### Text provided
The COVID-19 pandemic has brought with it, in addition to a lot of chaos and human losses, a lot of misinformation that has spread as fast as the disease. Through social networks, people without any scientific basis or medical endorsement have decided to give themselves the task of distributing information about certain types of medication that help prevent, combat, or eradicate Coronavirus.

Recently a married couple, both in their 60s, in the state of Arizona self-medicated with chloroquine - an antimalarial drug that hasn't been approved to treat COVID-19 - after President Donald Trump mentioned the drug and described it as a very promising treatment for the virus. Chloroquine and hydroxychloroquine have "been around for a long time, so we know that if it — if things don't go as planned, it's not going to kill anybody," stated Trump in a press conference. "We're going to be able to make that drug [chloroquine and hydroxychloroquine] available almost immediately." After his statement, the couple thought it would be a good idea to consume the drugs that resulted in the poisoning of the wife and the unfortunate death of her husband.

The unidentified woman told reporters they both consumed a solution that although it didn't contain the chloroquine in medication form to treat malaria, it was an ingredient listed on a parasite treatment for fish. The woman also revealed that within 20 minutes after drinking the toxic ingredient they became ill and called 911. "I saw it sitting on the back shelf and thought, 'Hey, isn't that the stuff they're talking about on TV?'" she told NBC News. "We were afraid of getting sick," she said. "I started vomiting," the woman said. "My husband started developing respiratory problems and wanted to hold my hand." After arriving at the hospital, her husband passed away.

"Given the uncertainty around COVID-19, we understand that people are trying to find new ways to prevent or treat this virus, but self-medicating is not the way to do so," said Dr. Daniel Brooks, medical director of Banner Poison and Drug Information Center.

### Using the information
[1] Reproduce part of the article on chloroquine self-medication, beginning at the words "The unidentified woman" and stopping after "husband passed away.".
[2] According to the article on chloroquine self-medication, how soon after drinking the substance did the couple become ill?
The entries that come next have no connection to the article.

### Exercise data
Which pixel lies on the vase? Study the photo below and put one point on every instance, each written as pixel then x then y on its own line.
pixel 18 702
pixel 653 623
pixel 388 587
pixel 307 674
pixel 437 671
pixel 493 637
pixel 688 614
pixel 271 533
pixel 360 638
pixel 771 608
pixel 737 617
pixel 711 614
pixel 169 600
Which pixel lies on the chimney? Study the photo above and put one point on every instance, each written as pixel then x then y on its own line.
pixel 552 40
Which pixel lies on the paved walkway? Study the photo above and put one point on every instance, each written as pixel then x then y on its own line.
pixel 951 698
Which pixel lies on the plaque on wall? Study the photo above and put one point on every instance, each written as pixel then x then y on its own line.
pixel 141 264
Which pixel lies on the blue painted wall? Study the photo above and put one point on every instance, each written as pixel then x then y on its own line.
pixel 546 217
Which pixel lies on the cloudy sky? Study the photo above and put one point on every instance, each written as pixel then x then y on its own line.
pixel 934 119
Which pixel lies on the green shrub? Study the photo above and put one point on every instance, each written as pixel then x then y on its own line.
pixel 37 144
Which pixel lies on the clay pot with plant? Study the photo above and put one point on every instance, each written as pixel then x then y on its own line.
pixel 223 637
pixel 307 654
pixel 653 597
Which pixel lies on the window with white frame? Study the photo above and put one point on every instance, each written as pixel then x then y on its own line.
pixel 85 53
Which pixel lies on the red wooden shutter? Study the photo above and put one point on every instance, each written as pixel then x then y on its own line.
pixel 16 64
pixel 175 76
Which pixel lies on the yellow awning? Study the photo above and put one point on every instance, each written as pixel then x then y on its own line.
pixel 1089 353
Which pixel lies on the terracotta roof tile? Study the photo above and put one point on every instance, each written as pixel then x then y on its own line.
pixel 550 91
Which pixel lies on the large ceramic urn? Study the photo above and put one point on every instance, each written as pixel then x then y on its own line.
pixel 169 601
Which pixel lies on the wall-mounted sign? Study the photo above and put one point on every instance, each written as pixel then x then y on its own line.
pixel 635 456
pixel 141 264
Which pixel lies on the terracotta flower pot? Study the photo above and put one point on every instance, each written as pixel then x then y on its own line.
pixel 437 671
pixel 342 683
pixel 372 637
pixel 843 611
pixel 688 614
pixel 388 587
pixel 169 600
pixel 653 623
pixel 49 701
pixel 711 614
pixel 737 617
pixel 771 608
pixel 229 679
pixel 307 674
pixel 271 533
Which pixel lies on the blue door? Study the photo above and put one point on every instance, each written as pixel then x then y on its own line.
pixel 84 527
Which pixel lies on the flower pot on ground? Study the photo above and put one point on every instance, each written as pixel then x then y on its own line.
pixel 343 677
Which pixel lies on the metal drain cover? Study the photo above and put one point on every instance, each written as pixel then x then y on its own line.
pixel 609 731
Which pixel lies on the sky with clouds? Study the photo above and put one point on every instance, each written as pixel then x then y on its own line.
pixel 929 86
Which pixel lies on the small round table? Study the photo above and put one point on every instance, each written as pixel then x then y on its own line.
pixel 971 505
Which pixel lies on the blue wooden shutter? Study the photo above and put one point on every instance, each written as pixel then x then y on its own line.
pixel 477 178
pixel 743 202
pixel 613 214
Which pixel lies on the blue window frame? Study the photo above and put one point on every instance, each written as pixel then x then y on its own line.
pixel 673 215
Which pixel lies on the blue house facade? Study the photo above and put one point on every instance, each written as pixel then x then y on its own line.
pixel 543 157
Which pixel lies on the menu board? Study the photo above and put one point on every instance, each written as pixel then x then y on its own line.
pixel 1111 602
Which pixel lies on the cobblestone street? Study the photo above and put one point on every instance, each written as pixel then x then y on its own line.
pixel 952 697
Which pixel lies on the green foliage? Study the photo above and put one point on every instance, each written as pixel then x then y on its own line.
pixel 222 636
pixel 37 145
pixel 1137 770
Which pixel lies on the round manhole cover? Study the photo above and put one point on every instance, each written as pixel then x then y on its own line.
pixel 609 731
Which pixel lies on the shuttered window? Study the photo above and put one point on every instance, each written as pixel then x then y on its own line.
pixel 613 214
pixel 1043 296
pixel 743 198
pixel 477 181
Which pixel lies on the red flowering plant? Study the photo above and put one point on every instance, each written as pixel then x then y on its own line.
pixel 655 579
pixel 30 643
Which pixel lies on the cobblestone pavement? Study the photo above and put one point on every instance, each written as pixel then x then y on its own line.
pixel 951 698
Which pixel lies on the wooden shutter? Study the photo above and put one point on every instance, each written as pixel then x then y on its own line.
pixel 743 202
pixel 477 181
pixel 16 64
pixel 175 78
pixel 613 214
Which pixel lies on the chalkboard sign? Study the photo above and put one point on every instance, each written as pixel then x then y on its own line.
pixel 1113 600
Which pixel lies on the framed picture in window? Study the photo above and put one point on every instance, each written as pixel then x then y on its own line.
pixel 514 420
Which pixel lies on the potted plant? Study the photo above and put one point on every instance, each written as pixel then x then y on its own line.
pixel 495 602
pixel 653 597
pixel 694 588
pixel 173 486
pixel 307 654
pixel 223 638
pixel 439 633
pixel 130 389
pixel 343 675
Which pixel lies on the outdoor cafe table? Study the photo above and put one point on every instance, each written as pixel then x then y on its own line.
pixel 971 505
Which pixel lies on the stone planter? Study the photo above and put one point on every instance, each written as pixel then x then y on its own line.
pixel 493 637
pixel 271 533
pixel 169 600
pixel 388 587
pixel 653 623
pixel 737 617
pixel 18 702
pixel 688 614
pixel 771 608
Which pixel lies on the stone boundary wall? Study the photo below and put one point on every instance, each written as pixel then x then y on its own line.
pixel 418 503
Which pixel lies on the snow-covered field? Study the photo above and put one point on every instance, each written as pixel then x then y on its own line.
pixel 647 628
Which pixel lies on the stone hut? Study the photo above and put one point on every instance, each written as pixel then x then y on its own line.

### Task solutions
[1]
The unidentified woman told reporters they both consumed a solution that although it didn't contain the chloroquine in medication form to treat malaria, it was an ingredient listed on a parasite treatment for fish. The woman also revealed that within 20 minutes after drinking the toxic ingredient they became ill and called 911. "I saw it sitting on the back shelf and thought, 'Hey, isn't that the stuff they're talking about on TV?'" she told NBC News. "We were afraid of getting sick," she said. "I started vomiting," the woman said. "My husband started developing respiratory problems and wanted to hold my hand." After arriving at the hospital, her husband passed away.

[2] Within 20 minutes.